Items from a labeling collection

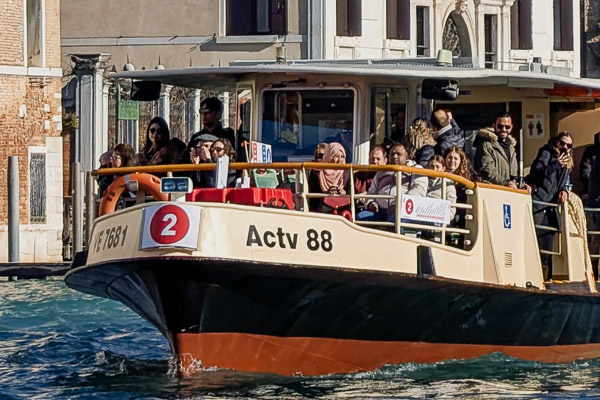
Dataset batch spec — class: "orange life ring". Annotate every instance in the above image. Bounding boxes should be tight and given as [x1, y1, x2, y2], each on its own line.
[98, 173, 169, 216]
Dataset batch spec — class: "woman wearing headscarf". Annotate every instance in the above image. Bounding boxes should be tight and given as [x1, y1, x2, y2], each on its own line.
[308, 142, 349, 209]
[140, 117, 172, 165]
[402, 118, 437, 168]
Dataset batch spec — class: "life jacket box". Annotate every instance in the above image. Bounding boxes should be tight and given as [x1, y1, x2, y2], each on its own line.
[228, 188, 294, 210]
[185, 188, 233, 203]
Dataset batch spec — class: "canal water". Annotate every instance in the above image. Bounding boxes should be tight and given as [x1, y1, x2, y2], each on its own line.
[0, 279, 600, 400]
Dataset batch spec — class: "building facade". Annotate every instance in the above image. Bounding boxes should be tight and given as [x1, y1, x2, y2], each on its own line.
[0, 0, 63, 262]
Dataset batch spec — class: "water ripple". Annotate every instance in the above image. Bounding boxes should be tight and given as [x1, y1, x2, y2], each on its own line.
[0, 279, 600, 400]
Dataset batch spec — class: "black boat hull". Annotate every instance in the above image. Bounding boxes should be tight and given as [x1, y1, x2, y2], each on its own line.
[66, 258, 600, 375]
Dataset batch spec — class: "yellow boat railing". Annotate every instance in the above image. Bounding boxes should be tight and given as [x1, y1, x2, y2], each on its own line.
[92, 162, 476, 249]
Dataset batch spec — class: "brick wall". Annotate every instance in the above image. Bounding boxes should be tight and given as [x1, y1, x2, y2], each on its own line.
[0, 0, 63, 262]
[0, 75, 62, 226]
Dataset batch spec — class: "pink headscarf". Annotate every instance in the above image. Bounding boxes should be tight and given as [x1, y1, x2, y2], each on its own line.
[319, 142, 348, 193]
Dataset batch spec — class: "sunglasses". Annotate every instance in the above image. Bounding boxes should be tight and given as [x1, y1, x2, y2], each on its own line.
[559, 140, 573, 149]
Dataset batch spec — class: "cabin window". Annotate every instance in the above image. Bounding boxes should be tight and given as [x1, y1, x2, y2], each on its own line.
[226, 0, 287, 36]
[386, 0, 410, 40]
[26, 0, 44, 67]
[237, 88, 252, 143]
[260, 89, 355, 161]
[510, 0, 533, 50]
[370, 87, 408, 148]
[484, 14, 498, 68]
[417, 7, 430, 57]
[554, 0, 573, 51]
[29, 153, 46, 224]
[336, 0, 362, 36]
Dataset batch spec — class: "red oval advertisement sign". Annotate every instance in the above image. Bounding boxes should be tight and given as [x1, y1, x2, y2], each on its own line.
[404, 199, 415, 215]
[150, 204, 190, 245]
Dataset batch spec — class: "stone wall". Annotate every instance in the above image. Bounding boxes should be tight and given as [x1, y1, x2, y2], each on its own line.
[0, 0, 63, 262]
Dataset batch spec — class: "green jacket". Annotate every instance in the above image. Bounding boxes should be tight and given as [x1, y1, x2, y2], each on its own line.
[474, 128, 518, 185]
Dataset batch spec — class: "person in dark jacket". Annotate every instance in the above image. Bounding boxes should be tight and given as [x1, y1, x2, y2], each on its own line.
[190, 97, 235, 146]
[402, 118, 437, 168]
[473, 113, 518, 189]
[525, 132, 573, 279]
[431, 110, 465, 155]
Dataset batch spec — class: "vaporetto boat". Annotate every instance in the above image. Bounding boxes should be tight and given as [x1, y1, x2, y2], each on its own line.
[65, 58, 600, 375]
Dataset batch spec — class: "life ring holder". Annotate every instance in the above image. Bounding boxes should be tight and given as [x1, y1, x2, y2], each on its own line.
[98, 173, 169, 216]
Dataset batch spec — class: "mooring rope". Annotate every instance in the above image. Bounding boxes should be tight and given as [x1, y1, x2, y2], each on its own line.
[567, 192, 594, 290]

The task:
Please repeat the entries above word for word, all of them, leaving out the pictures.

Worked answer:
Dataset batch spec — class: "orange life ring". Annotate every instance in the above image. Bounding boxes should be tight and given as [x1, y1, x2, y2], each on its own line.
[98, 173, 169, 216]
Dataset batch spec — class: "woman wearing headscarf". Annotate every instance in the above image. Bounding boxes should be tight and given as [x1, y1, x2, y2], each on its own line.
[308, 142, 349, 209]
[140, 117, 172, 165]
[402, 118, 437, 168]
Dataset batch spec — class: "life jacket box". Annotate every instance in the above image. Bounding boxes should be tight and given as [x1, y1, x2, y2], each on its own line.
[228, 188, 294, 210]
[185, 188, 233, 203]
Dataset batch spec — class: "canal water". Annotate every instance in the above image. Bounding boxes should be tight and given as [x1, y1, x2, y2], each on its own line.
[0, 279, 600, 400]
Dataset batch spec — class: "building facade". Annotate every instance in the above image. Bounding boxes should be tight and given as [x1, y1, x2, y2], each on its own line.
[0, 0, 63, 262]
Dataset batch spec — class: "water ripple". Annotate every instance in the above image. Bounding boxes should be tight and given as [x1, y1, x2, y2], each on its own line.
[0, 279, 600, 400]
Dataset batch spec — class: "black boat hull". Annotate every instance in the above image. Bounding boxes should be tight and given as [x1, y1, x2, y2], each on its own line.
[66, 258, 600, 375]
Dataset batch spec — class: "yellow boat railing". Annotate every instance in the above image. Bounding boxes should be tight and given as [x1, y1, x2, y2], each on its own line.
[92, 162, 476, 249]
Dataset batch spec — class: "brick wall". Annotate every instance in the above image. Bounding boxes should be tight and given as [x1, y1, x2, y2], each on its own line.
[0, 0, 63, 262]
[0, 75, 62, 226]
Dataset batch spec — class: "pink headscarf". Annotate every instance in the above image. Bounding boxes should be tight and given as [x1, y1, x2, y2], each on its own line.
[319, 142, 348, 193]
Dataset batch spec — class: "sunglasses". Annotate every instance in the above image. Bounding boxes should be tight and given as [x1, y1, x2, y2], each on its own line.
[559, 140, 573, 149]
Dataset batch spec — class: "cabin window". Annotate every instance in the above image. Bounding boxes should be tight and given as [x1, y1, x2, y2], each on its own line.
[226, 0, 287, 36]
[386, 0, 410, 40]
[26, 0, 44, 67]
[237, 88, 252, 143]
[260, 89, 355, 161]
[510, 0, 533, 50]
[370, 87, 408, 148]
[484, 14, 498, 68]
[417, 7, 430, 57]
[554, 0, 573, 51]
[29, 153, 46, 224]
[336, 0, 362, 36]
Dataset batch spec — class: "red oval advertisement sign". Annotate every instance in the above image. Bounding boxes should be tight and given as [x1, y1, x2, y2], each on its own line.
[404, 199, 415, 215]
[150, 204, 190, 245]
Dataset batch spec — class: "stone wall". Annotate every instance in the above image. Bounding boxes should be tight and given as [x1, y1, x2, y2], each on its own line.
[0, 0, 63, 262]
Dataset batch spec — class: "green jacket". Annotate every instance in the above image. Bounding boxes should be tight and given as [x1, y1, x2, y2], each on its own line.
[474, 128, 518, 185]
Dataset batch spec — class: "person in dark jacket". Annotate every instance in the above image. Bounding boxes should be tight and given as [x1, y1, x2, y2], each on its own line.
[190, 97, 235, 146]
[402, 118, 437, 168]
[473, 113, 518, 189]
[525, 132, 573, 279]
[431, 110, 465, 155]
Dataset batch spec — class: "vaporetto boat". Annotate every instance in the above image. Bounding boxes should be tight and given as [x1, y1, x2, y2], each on its own line.
[65, 58, 600, 375]
Dataset batch spec — class: "life ring holder". Annotate every instance in the above image. Bounding boxes should be tight and given as [x1, y1, x2, y2], each on its own line.
[98, 173, 169, 216]
Dataset batch spec — class: "mooring rope". Annotate every instance in the above image. Bounding boxes should be tight and given as [x1, y1, x2, y2], each on its own line.
[567, 192, 594, 290]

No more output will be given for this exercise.